* BEGIN RAW RECORDS *

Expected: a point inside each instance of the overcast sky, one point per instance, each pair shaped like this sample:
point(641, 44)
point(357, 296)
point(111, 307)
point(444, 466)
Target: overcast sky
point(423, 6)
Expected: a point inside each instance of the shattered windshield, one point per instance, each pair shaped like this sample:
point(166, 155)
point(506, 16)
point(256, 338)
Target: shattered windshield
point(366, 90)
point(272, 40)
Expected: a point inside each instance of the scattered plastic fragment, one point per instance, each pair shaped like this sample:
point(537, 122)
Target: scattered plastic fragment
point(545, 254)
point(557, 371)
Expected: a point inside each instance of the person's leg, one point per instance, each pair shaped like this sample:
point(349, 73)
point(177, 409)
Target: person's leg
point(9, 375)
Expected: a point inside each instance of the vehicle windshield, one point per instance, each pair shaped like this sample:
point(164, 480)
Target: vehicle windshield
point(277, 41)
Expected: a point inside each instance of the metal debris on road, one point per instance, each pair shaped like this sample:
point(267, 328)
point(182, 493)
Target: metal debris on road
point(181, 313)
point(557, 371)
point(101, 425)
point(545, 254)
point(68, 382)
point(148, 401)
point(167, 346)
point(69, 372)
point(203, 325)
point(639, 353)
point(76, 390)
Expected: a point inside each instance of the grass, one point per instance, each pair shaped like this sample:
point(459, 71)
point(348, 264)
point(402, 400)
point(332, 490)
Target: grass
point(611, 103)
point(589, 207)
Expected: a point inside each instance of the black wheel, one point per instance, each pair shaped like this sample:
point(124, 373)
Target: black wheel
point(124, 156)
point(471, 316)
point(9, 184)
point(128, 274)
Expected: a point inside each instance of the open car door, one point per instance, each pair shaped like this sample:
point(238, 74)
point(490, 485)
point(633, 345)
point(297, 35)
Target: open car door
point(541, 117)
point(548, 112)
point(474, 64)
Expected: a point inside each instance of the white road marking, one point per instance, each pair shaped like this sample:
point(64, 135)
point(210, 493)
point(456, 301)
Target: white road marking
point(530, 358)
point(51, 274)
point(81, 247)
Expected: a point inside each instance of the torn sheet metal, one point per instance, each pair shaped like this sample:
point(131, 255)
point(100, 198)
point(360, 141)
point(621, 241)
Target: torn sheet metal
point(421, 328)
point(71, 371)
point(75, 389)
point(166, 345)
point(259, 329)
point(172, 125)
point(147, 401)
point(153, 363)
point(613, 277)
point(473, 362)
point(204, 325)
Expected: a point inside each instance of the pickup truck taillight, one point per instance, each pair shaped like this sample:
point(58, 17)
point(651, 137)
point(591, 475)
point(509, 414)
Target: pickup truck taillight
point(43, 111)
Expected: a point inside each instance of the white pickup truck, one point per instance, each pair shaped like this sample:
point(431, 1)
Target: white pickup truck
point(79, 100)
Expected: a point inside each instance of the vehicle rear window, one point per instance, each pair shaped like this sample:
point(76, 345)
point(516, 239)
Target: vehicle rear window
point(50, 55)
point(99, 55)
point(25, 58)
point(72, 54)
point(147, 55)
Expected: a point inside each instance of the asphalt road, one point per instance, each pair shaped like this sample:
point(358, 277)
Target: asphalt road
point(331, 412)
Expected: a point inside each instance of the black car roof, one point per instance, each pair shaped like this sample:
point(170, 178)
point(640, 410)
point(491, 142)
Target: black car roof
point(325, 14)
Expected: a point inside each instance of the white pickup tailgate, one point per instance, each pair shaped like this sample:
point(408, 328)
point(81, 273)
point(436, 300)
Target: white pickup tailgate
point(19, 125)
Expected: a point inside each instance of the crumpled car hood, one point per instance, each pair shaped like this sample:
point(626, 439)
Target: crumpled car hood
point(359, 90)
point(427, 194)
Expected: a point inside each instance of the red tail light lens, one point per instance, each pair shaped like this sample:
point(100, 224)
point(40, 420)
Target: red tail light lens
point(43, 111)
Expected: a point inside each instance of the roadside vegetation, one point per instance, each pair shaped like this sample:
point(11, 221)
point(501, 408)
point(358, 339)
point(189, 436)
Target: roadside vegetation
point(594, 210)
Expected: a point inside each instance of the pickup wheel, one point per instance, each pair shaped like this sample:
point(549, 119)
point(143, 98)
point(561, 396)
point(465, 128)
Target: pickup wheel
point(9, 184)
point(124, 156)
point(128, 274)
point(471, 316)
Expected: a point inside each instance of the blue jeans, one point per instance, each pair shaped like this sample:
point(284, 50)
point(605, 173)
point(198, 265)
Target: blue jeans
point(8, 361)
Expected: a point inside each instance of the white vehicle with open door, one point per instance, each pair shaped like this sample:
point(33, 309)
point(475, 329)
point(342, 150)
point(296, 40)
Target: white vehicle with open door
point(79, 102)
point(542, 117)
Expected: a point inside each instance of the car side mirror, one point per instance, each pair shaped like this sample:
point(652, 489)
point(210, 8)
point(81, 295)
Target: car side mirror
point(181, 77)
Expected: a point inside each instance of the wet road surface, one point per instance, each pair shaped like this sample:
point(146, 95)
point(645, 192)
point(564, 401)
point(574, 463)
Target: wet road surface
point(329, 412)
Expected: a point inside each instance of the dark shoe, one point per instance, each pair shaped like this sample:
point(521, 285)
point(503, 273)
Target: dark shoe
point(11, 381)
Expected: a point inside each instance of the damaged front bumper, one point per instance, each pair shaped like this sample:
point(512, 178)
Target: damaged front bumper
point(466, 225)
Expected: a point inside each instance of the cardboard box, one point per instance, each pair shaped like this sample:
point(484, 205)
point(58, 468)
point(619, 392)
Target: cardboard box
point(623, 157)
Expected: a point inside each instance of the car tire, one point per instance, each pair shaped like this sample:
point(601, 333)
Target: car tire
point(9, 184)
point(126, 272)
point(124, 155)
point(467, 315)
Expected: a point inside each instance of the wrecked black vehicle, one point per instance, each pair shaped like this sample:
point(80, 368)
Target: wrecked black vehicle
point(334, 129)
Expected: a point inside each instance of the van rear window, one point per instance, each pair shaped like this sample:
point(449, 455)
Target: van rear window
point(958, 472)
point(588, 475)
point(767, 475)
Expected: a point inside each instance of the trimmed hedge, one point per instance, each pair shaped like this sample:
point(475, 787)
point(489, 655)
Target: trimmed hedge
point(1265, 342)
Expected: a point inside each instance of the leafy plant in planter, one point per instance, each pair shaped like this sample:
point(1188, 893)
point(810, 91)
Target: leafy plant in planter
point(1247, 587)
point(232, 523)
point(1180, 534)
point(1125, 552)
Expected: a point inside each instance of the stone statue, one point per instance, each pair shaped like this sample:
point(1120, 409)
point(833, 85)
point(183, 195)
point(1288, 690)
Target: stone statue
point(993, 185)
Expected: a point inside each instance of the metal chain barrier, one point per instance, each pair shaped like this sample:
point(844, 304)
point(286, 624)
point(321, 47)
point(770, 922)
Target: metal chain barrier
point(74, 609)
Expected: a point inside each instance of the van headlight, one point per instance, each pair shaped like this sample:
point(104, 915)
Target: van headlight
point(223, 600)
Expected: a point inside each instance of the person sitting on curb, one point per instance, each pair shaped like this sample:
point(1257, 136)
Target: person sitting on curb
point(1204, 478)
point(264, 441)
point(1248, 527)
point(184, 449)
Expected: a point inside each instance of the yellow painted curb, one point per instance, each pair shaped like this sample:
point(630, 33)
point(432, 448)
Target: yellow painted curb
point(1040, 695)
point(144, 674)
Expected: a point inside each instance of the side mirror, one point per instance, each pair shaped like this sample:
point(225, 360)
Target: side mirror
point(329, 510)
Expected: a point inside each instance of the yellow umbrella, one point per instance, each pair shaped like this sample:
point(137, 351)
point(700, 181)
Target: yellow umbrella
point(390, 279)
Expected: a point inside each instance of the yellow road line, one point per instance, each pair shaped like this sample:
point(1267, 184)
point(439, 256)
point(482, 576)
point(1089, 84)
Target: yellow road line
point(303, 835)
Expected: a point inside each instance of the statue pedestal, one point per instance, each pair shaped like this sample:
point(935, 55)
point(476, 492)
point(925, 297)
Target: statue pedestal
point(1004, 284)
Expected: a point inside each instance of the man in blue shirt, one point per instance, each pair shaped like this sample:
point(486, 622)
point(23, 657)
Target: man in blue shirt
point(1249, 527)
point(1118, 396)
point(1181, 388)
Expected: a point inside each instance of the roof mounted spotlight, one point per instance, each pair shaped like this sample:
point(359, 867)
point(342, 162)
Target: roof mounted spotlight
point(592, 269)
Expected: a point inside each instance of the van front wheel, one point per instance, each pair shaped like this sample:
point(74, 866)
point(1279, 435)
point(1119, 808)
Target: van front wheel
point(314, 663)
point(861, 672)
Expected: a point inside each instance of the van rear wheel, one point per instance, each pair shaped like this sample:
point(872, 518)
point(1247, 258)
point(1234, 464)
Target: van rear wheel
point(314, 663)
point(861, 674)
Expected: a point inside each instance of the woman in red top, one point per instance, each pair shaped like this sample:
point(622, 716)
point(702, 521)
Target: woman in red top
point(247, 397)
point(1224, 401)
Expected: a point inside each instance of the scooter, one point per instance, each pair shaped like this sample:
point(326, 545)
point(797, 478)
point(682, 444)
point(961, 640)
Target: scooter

* END RAW RECORDS *

Repeat exactly the lines from the one containing "rear wheel, one" through the last line of the records above, both included, and nothing else.

§ TASK RESPONSE
Expected: a point inside each instance of the van rear wheel, one point per instance, each pair shaped like this sample:
point(872, 518)
point(1247, 258)
point(1234, 464)
Target: van rear wheel
point(314, 663)
point(861, 674)
Expected: a point inside each instance of the woman in red top, one point per instance, each pair shaped like this sample:
point(622, 716)
point(702, 521)
Target: woman in red top
point(247, 397)
point(1224, 401)
Expected: a point inside each instance of the scooter, one point per instance, each pair shaped like this sample:
point(326, 545)
point(797, 478)
point(682, 444)
point(961, 640)
Target: scooter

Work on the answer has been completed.